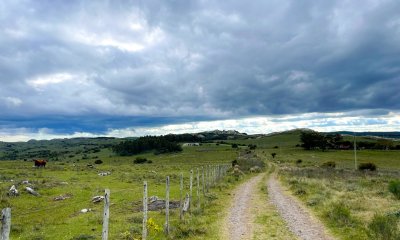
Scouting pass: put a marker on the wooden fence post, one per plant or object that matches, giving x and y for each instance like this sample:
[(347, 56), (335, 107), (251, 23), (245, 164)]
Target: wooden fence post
[(144, 231), (202, 172), (5, 224), (106, 214), (198, 188), (180, 198), (167, 206), (207, 178), (191, 190)]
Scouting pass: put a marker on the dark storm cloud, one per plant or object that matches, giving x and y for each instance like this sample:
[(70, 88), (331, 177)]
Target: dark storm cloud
[(196, 59)]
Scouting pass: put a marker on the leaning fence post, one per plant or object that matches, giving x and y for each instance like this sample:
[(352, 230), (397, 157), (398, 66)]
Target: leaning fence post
[(106, 214), (202, 172), (167, 206), (5, 223), (191, 190), (180, 198), (144, 231), (198, 188)]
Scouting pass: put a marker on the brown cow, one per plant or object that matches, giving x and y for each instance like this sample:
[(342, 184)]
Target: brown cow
[(40, 163)]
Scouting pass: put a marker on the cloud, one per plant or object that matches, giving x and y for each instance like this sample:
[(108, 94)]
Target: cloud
[(197, 60), (328, 122)]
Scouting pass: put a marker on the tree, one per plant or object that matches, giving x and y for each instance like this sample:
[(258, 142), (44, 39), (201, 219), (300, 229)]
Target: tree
[(313, 140)]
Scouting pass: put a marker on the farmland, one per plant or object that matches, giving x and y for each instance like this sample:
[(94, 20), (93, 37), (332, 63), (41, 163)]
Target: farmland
[(363, 194)]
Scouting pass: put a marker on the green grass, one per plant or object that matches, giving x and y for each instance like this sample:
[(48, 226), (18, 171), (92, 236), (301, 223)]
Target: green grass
[(43, 218)]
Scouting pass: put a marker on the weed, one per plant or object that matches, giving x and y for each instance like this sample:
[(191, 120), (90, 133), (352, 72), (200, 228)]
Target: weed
[(367, 166), (384, 227), (394, 187), (83, 237), (340, 214), (329, 164)]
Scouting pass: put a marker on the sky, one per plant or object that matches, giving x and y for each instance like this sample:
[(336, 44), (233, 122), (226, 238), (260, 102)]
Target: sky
[(132, 68)]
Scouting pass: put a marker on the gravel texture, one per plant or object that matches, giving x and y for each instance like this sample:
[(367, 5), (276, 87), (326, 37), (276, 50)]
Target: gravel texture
[(299, 220), (239, 217)]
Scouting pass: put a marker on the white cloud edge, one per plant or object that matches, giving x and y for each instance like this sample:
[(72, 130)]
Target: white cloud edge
[(324, 122)]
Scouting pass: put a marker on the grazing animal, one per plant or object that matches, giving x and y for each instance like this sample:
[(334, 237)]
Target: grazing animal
[(40, 163)]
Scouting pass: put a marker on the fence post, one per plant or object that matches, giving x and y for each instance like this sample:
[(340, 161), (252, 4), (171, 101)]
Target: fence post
[(191, 190), (106, 214), (144, 231), (167, 206), (198, 188), (202, 172), (180, 198), (5, 223), (207, 178)]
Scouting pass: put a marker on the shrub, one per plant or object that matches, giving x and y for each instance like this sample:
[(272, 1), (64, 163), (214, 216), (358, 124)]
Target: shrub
[(367, 166), (394, 187), (384, 227), (98, 161), (140, 160), (83, 237), (252, 146), (234, 163), (329, 164)]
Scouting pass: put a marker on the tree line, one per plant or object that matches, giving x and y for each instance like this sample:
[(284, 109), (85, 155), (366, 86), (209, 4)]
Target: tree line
[(311, 140), (158, 144)]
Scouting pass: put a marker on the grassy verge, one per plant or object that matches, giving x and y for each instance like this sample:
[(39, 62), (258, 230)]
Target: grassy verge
[(268, 223)]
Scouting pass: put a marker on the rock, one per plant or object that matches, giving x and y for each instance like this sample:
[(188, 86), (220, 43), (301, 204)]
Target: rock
[(85, 210), (62, 197), (26, 182), (97, 199), (31, 191), (104, 173), (255, 169), (13, 191)]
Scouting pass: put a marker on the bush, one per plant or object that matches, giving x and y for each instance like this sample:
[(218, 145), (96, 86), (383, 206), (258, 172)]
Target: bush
[(394, 187), (234, 163), (98, 161), (140, 160), (367, 166), (329, 164), (384, 227)]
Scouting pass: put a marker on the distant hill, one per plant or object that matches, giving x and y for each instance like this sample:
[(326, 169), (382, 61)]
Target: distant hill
[(390, 135)]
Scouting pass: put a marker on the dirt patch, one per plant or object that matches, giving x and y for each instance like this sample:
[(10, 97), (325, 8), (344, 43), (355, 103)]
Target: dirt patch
[(239, 220)]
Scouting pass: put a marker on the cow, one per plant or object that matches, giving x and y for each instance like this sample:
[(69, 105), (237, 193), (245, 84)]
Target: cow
[(40, 163)]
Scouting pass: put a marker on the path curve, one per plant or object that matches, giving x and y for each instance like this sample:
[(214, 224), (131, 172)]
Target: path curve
[(239, 217), (299, 220)]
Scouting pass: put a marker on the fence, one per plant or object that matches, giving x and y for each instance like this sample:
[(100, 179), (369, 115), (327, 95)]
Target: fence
[(210, 176)]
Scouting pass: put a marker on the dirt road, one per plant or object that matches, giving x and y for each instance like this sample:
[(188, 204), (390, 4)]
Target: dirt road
[(299, 220), (239, 223)]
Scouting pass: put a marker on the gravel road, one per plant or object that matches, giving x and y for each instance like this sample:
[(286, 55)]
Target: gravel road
[(299, 220), (239, 217)]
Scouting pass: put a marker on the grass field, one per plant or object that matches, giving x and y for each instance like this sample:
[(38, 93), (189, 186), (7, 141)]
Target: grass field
[(42, 218)]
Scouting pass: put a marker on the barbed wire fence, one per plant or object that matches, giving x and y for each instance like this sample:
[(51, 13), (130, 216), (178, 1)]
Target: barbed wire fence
[(205, 177)]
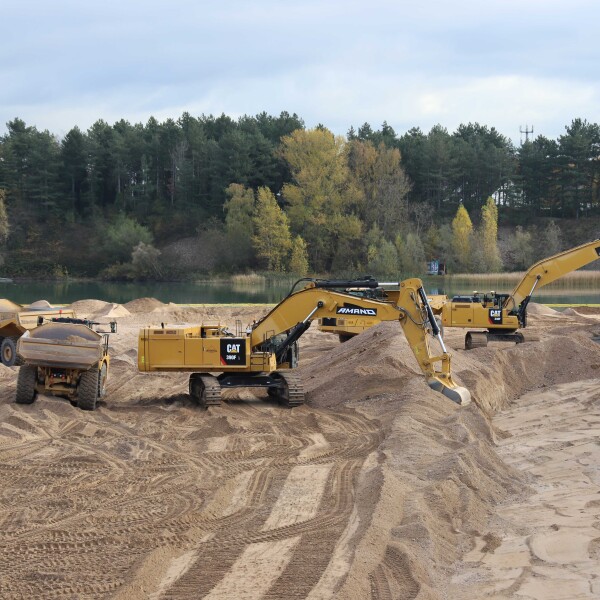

What is asked: Could you output every line of the entries above as a JSON list of strings, one string per line, with blank lines skipped and the pictures left out?

Answer to this exercise:
[
  "Scouting pass: put a marker on the wooden fence post, one per plant or object that matches, giving x and y for each instance like this sample:",
  "[(347, 56), (335, 107), (251, 23), (245, 164)]",
  "Target: wooden fence post",
  "[(144, 231), (202, 172), (5, 224), (106, 214), (198, 188), (180, 198), (167, 206), (207, 178), (191, 190)]",
  "Scouting pass: put a marker on the dark storm cloud, one per plant or object that matches, giving x and y for each instance like this sample:",
  "[(70, 88), (331, 177)]",
  "Target: dark storm cloud",
  "[(196, 59)]",
  "Scouting pass: put a marker on the leaning fence post, one per plant or object that matches, giving x and y for each instance like this sample:",
  "[(352, 230), (397, 157), (398, 66)]",
  "Target: leaning fence post",
  "[(106, 214), (202, 172), (167, 206), (5, 223), (191, 190), (180, 198), (144, 231), (198, 188)]",
  "Scouting pass: put a marker on the brown cow, one per plant or object that matches, giving x and y for each instance like this sample:",
  "[(342, 184)]",
  "Target: brown cow",
  "[(40, 163)]",
  "Scouting pass: put a marker on the cloud, one per plant or object that matches, giving x and y for each instance like this sample:",
  "[(108, 94)]",
  "Target: cloud",
  "[(197, 60), (328, 122)]",
  "Scouting pass: put a marker on the tree, one per plant or object that matches, giving x and y for each instance like this sample:",
  "[(258, 142), (44, 39), (201, 219), (300, 229)]",
  "Target: tree",
  "[(313, 140)]",
  "Scouting pass: put a marker on the farmland, one per plant or object that matches, giving x and y for each instance like this sample:",
  "[(94, 20), (93, 37), (332, 63), (41, 163)]",
  "Target: farmland",
  "[(363, 194)]",
  "Scouting pass: put a marker on the green grass, one per plant or object that matches, giving x and y for each instance like this sample:",
  "[(48, 226), (18, 171), (92, 236), (301, 223)]",
  "Target: green grass",
  "[(43, 218)]",
  "Scouting pass: put a marker on the weed, one per plant or object that matches, giving x and y for each instance like this sample:",
  "[(191, 120), (90, 133), (352, 72), (200, 228)]",
  "Target: weed",
  "[(367, 166), (384, 227), (394, 187), (83, 237), (340, 214), (329, 164)]",
  "Scouting pass: put a marker on the sky, one per plant or object that matches, giving x and y for each instance like this sample:",
  "[(336, 44), (233, 122), (226, 238), (260, 102)]",
  "Target: sky",
  "[(132, 68)]",
  "Scouting pass: put a marker on the gravel texture, one per plant or object that matches, giving x and y for each instance like this sample:",
  "[(367, 5), (276, 87), (326, 37), (276, 50)]",
  "Target: gravel texture",
  "[(299, 220), (239, 217)]",
  "Scouting pass: put a marker on the white cloud edge, one per plant or object that matches, giving x and y for each instance like this sample:",
  "[(72, 130)]",
  "Target: white cloud edge",
  "[(324, 122)]",
  "Scouting pass: put a marker on the grazing animal, one per plant or object that matches, giving x and y for each instance like this sample:",
  "[(334, 237)]",
  "Target: grazing animal",
  "[(40, 163)]",
  "Scouting pass: put a marker on the fence post, one per plant or object that matches, giving x and y for each instance like this sample:",
  "[(340, 161), (252, 4), (171, 101)]",
  "Target: fence post",
  "[(191, 190), (106, 214), (144, 231), (167, 206), (198, 188), (202, 172), (180, 198), (5, 223), (207, 178)]",
  "Scouting pass: put a marker on the shrub, one per plant or object that matches, giving x and y for each instance like this sample:",
  "[(272, 1), (64, 163), (214, 216), (358, 124)]",
  "Target: shrub",
  "[(367, 166), (394, 187), (384, 227), (98, 161), (140, 160), (83, 237), (252, 146), (234, 163), (329, 164)]",
  "Scouting pass: put a marker on the tree line, one per plant or object that matches, giving x and y for each instance like this sample:",
  "[(284, 109), (85, 155), (366, 86), (209, 4)]",
  "Target: tree line",
  "[(311, 140), (158, 144)]",
  "Scouting pass: put a marker on the grassy verge, one per plant or object that matches, giving x and y for each instance like this sample:",
  "[(39, 62), (258, 230)]",
  "Target: grassy verge",
  "[(268, 223)]",
  "Scouting pass: put a marker on the rock, one per plant or object that matches, giving x and y for each instance like this sample:",
  "[(188, 86), (220, 43), (301, 204)]",
  "Target: rock",
  "[(85, 210), (62, 197), (26, 182), (97, 199), (31, 191), (104, 173), (255, 169), (13, 191)]",
  "Scouting pass: put a marker on the bush, one per plant or object that matches, giving x and y for each instance like this sample:",
  "[(218, 145), (96, 86), (383, 206), (258, 172)]",
  "Target: bush",
  "[(394, 187), (234, 163), (98, 161), (140, 160), (367, 166), (329, 164), (384, 227)]",
  "Scouting pass: put a marker on the distant hill, one per plant or object that matches, giving x and y for each instance like this sample:",
  "[(326, 169), (382, 61)]",
  "Target: distant hill",
  "[(390, 135)]",
  "Scouting pass: put a marker on the dirt patch, one per plant or object that matches, giving x and y for each instance like this sample:",
  "[(10, 97), (325, 8), (344, 43), (355, 103)]",
  "Target: dirt patch",
  "[(239, 220)]",
  "Scouting pass: put a marker on the cow, one per plant or object that matches, giving x and y for each instance like this sample:",
  "[(69, 105), (237, 193), (245, 84)]",
  "Target: cow",
  "[(40, 163)]",
  "Scouting pass: put a marker on the path curve, one per plant or object that matches, giving x and y for each instance like this sample:",
  "[(214, 224), (131, 172)]",
  "Target: path curve",
  "[(239, 217), (299, 220)]",
  "Scouting pass: put a marker on the fence, one per plant or object that matches, giving x and y for each instance like this sample:",
  "[(100, 179), (369, 115), (327, 95)]",
  "Target: fence",
  "[(210, 176)]",
  "Scouting pass: put a marker on the dirt road, one per plant or object that matches, giving x and y for each instance like this sample:",
  "[(188, 204), (390, 4)]",
  "Target: dirt road",
  "[(299, 220), (239, 223)]",
  "Scouting pass: put a marker on the gravel road, one per plant or object that matches, giving x and y for each instance like this sample:",
  "[(286, 55)]",
  "Target: gravel road",
  "[(299, 220), (239, 217)]",
  "Scouting pass: put a marker on the grass field, one per plant or object that matches, giving x and y for each instance like this sample:",
  "[(38, 93), (189, 186), (7, 141)]",
  "Target: grass field",
  "[(42, 218)]",
  "Scouting pass: put a marker on the barbed wire fence, one per plant or object that matches, giving x and y for each instance like this sample:",
  "[(51, 13), (130, 216), (178, 1)]",
  "Target: barbed wire fence",
  "[(205, 177)]"
]